Your instructions:
Write out every line below again exactly as it stands, skipping each image.

Provided information:
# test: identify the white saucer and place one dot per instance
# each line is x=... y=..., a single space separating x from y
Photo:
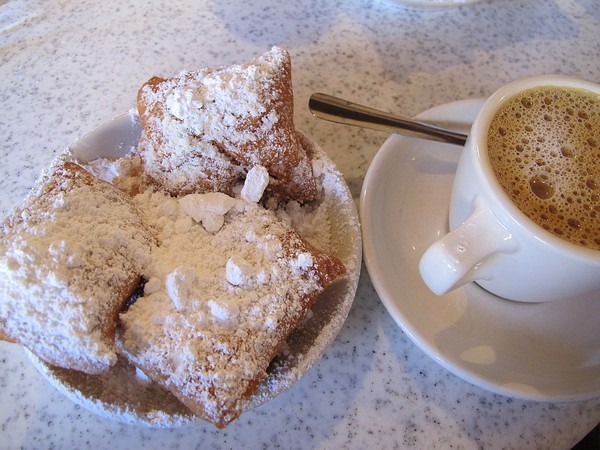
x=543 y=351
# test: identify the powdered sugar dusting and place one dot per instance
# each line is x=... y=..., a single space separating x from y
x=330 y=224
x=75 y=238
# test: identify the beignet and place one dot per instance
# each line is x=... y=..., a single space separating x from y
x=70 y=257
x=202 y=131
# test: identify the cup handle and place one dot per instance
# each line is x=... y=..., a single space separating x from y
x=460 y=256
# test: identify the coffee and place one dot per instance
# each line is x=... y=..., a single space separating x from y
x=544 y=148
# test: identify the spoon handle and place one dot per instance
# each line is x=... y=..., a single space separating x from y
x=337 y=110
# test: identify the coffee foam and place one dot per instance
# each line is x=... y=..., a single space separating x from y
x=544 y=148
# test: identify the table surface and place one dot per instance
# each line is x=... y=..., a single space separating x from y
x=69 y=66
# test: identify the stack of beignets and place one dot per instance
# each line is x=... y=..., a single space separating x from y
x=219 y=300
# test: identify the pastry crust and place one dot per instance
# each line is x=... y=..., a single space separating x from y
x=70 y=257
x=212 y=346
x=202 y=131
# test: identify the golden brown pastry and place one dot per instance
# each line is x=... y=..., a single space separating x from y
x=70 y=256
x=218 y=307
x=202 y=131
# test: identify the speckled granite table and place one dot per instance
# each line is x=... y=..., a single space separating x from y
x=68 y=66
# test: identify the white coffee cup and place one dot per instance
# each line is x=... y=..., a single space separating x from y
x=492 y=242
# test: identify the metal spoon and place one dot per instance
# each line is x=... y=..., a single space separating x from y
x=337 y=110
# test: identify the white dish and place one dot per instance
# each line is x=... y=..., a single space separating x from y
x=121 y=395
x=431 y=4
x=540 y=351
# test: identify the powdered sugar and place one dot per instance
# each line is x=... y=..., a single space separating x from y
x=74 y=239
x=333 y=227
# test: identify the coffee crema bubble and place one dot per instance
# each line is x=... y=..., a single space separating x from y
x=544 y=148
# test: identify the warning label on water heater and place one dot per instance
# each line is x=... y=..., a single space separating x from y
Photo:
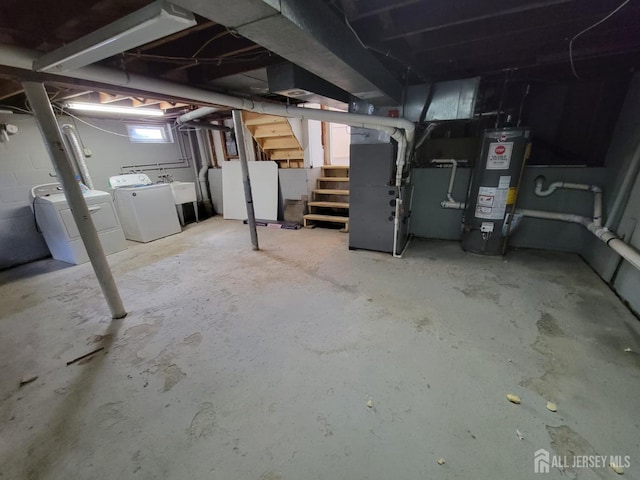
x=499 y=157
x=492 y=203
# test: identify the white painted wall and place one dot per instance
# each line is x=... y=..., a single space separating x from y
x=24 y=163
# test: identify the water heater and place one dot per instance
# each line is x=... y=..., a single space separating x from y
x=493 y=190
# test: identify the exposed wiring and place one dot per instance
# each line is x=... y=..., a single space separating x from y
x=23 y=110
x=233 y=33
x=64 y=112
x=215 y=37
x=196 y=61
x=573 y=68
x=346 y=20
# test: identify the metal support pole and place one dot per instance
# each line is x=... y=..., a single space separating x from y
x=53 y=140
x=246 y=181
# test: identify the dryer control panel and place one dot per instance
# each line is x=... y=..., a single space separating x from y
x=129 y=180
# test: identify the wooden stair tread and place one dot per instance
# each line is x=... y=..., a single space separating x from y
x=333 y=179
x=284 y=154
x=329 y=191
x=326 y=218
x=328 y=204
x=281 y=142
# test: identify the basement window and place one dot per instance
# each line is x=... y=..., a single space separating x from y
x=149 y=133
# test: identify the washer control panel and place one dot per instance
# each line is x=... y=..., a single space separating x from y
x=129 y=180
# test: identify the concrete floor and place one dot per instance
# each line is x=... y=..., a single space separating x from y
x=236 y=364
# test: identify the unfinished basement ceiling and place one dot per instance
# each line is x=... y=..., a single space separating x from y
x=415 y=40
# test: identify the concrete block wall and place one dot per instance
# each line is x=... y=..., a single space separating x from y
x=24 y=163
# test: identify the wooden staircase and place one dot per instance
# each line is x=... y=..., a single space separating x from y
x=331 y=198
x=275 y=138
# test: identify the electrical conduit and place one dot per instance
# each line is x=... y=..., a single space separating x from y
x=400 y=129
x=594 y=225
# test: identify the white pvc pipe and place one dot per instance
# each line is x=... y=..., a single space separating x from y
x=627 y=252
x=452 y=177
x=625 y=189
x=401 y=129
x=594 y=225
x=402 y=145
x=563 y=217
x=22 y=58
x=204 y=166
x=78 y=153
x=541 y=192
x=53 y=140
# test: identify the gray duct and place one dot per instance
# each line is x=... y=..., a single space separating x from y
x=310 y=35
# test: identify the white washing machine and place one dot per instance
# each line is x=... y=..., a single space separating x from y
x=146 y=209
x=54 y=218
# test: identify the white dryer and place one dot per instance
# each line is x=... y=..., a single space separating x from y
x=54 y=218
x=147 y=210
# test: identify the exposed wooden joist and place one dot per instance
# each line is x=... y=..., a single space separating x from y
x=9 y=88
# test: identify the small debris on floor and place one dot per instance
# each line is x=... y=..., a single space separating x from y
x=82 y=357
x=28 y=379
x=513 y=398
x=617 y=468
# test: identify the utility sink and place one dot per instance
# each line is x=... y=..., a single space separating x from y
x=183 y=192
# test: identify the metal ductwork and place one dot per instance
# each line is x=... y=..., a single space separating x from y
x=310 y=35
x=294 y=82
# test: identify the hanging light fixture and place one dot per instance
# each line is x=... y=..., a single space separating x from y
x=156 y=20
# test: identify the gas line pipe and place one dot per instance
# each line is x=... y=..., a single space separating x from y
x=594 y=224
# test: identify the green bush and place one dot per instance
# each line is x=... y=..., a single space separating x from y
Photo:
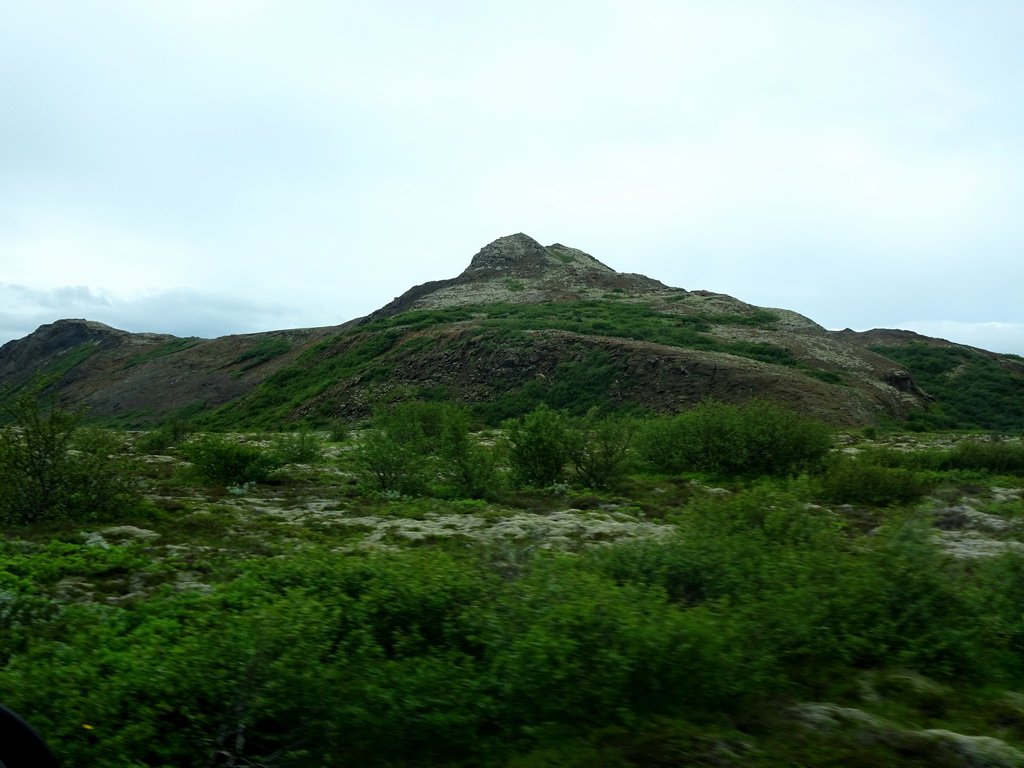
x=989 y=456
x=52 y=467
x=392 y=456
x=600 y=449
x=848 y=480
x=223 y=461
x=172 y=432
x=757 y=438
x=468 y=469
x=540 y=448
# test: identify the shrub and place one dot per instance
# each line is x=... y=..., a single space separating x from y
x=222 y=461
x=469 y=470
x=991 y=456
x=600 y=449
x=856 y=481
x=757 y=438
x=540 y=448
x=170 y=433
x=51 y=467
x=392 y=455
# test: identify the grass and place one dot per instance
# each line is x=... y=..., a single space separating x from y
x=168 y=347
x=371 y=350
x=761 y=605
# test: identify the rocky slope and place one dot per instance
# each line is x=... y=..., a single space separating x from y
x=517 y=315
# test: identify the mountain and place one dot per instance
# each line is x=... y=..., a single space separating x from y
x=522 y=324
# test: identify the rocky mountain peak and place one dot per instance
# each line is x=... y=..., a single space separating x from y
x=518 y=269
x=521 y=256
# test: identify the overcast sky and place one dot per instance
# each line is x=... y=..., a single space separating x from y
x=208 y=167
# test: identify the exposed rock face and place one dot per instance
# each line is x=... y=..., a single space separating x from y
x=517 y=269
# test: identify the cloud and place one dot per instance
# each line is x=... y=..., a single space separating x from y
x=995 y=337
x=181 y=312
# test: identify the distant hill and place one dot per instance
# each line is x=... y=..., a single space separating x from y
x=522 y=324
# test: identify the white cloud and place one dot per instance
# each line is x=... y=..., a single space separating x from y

Output:
# test: identify the white saucer and place one dot per instance
# each line is x=... y=..., a single space separating x from y
Photo:
x=543 y=351
# test: identify the powdered sugar dusting and place one dot per instance
# each line is x=... y=..., a single space separating x from y
x=330 y=224
x=75 y=238
# test: identify the beignet and place one dot per instance
# each line is x=... y=..., a single space separating x from y
x=70 y=257
x=202 y=131
# test: identify the cup handle and place one dot per instance
# each line is x=... y=..., a single space separating x from y
x=460 y=256
# test: identify the coffee and place one dot per instance
# each line is x=... y=..., a single space separating x from y
x=544 y=148
# test: identify the spoon handle and place one dot per instance
# each line is x=... y=..., a single space separating x from y
x=337 y=110
# test: identify the coffee foam and place one dot per instance
# each line is x=... y=..., a single space separating x from y
x=544 y=148
# test: identify the table surface and place one dot per instance
# each line is x=... y=..., a single space separating x from y
x=69 y=66
# test: identify the stack of beignets and place one dot per instance
# each line is x=... y=..., a single space separating x from y
x=219 y=300
# test: identify the pastry crust and place one dot per instance
# each line is x=... y=..., a single space separating x from y
x=70 y=257
x=212 y=346
x=202 y=131
# test: identify the golden brown pastry and place one dot per instance
# each line is x=... y=..., a single space separating x from y
x=70 y=256
x=218 y=307
x=202 y=131
# test: identify the speckled granite table and place one dot per instance
# each line is x=... y=..., a single space separating x from y
x=68 y=66
# test: identify the white coffee cup and place one dot per instance
# each line is x=... y=..., a single space separating x from y
x=492 y=242
# test: identify the metal spoon and place one dot per instance
# each line is x=... y=..., a single space separating x from y
x=337 y=110
# test: identify the white dish and place one dot per instance
# each line is x=... y=..., a single space separating x from y
x=121 y=395
x=431 y=4
x=540 y=351
# test: identify the powdered sugar and place one dot per instance
# each line is x=... y=..., a single space separating x from y
x=74 y=239
x=333 y=227
# test: identify the coffee crema bubble and place one dot per instance
# each line is x=... y=..., a single space separating x from y
x=544 y=148
# test: identify the warning label on water heater and place one dot per instance
# each line is x=... y=..., a single space separating x from y
Photo:
x=499 y=157
x=492 y=203
# test: identify the white painted wall and place one dot per instance
# each line is x=... y=..., a single space separating x from y
x=24 y=163
# test: identify the water heater and place one dot per instance
# each line is x=... y=..., a single space separating x from y
x=493 y=190
# test: identify the exposed wiring and place one dot per instance
# each line is x=... y=..., a single space separating x from y
x=23 y=110
x=233 y=33
x=64 y=112
x=215 y=37
x=196 y=61
x=573 y=68
x=346 y=20
# test: identify the metal support pole and place one dot per instance
# each line is x=... y=..., a single space separating x from y
x=53 y=140
x=246 y=181
# test: identify the dryer control panel and place one dot per instance
# each line is x=... y=..., a single space separating x from y
x=129 y=180
# test: identify the wooden stair tread and place one dot per instance
# each line is x=... y=..., a single space separating x from y
x=333 y=179
x=284 y=154
x=329 y=191
x=326 y=218
x=328 y=204
x=281 y=142
# test: identify the basement window and place one dot per instance
# each line is x=... y=..., a single space separating x from y
x=149 y=133
# test: identify the washer control panel and place one dot per instance
# each line is x=... y=..., a single space separating x from y
x=129 y=180
# test: identify the concrete floor and place one dot per instance
# each line is x=... y=..., a single space separating x from y
x=236 y=364
# test: identify the unfinished basement ceiling and place one dot per instance
# each line is x=... y=..., a single space separating x from y
x=415 y=40
# test: identify the concrete block wall and place one dot per instance
# each line is x=... y=..., a single space separating x from y
x=24 y=163
# test: identify the wooden staircase and place one dot per instance
# each line is x=... y=..., a single space separating x from y
x=331 y=198
x=275 y=138
# test: identify the electrical conduit and place one dot per instance
# each line is x=... y=..., a single space separating x from y
x=400 y=129
x=594 y=225
# test: identify the white pvc pipe and place one dot per instance
# each line is x=... y=..., a single space separating x from y
x=627 y=252
x=452 y=177
x=625 y=189
x=401 y=129
x=594 y=225
x=402 y=145
x=563 y=217
x=22 y=58
x=204 y=166
x=78 y=153
x=541 y=192
x=53 y=140
# test: identify the gray duct and place one dot per instance
# each line is x=... y=..., a single space separating x from y
x=310 y=35
# test: identify the white washing machine and place one dot per instance
# each line is x=... y=..., a single space separating x from y
x=146 y=209
x=54 y=218
# test: identify the white dryer and place one dot per instance
# each line is x=... y=..., a single space separating x from y
x=54 y=218
x=147 y=210
# test: identify the exposed wooden joist and place one dot per instance
# each line is x=... y=..., a single space separating x from y
x=9 y=88
# test: identify the small debris on floor and place one dot per instance
# each line is x=... y=..., a single space separating x from y
x=82 y=357
x=28 y=379
x=513 y=398
x=617 y=468
# test: identify the utility sink and place one dot per instance
# each line is x=... y=..., a single space separating x from y
x=183 y=192
# test: identify the metal ductwork and place one dot per instance
# each line is x=... y=..., a single space separating x from y
x=310 y=35
x=294 y=82
# test: identify the hanging light fixture and place one dot per instance
# each line is x=... y=..., a single space separating x from y
x=156 y=20
# test: identify the gas line pipe and place one dot per instance
# each line is x=... y=..., a single space separating x from y
x=594 y=224
# test: identify the green bush and place one dot per instance
# each line is x=... y=..., a single space separating x from y
Photo:
x=989 y=456
x=52 y=467
x=392 y=456
x=600 y=449
x=848 y=480
x=223 y=461
x=172 y=432
x=757 y=438
x=468 y=469
x=540 y=448
# test: identify the shrub and place one dot per instance
# each line is x=... y=..., a single space separating x from y
x=222 y=461
x=469 y=470
x=991 y=456
x=600 y=449
x=856 y=481
x=757 y=438
x=540 y=448
x=170 y=433
x=51 y=467
x=392 y=455
# test: identify the grass and place one dot per instance
# each line is x=... y=..., a single space separating x from y
x=168 y=347
x=371 y=350
x=761 y=605
# test: identify the rocky slope and place one dot per instance
# each line is x=... y=..., a single space separating x from y
x=517 y=315
# test: identify the mountain and place one dot per instance
# each line is x=... y=..., a single space separating x from y
x=522 y=324
# test: identify the rocky mountain peak and place one dot per instance
# each line is x=... y=..., a single space separating x from y
x=518 y=269
x=521 y=256
# test: identify the overcast sky and place one dot per instance
# each line is x=... y=..., a single space separating x from y
x=208 y=167
# test: identify the exposed rock face and place one dot per instance
# each line is x=... y=..., a single space separating x from y
x=517 y=269
# test: identify the cloud and place one dot per instance
# each line is x=... y=..., a single space separating x from y
x=995 y=337
x=181 y=312
# test: identify the distant hill and place one dot per instance
# each line is x=... y=..., a single space separating x from y
x=522 y=324
# test: identify the white cloud and place one dot per instance
# each line is x=... y=..., a single space separating x from y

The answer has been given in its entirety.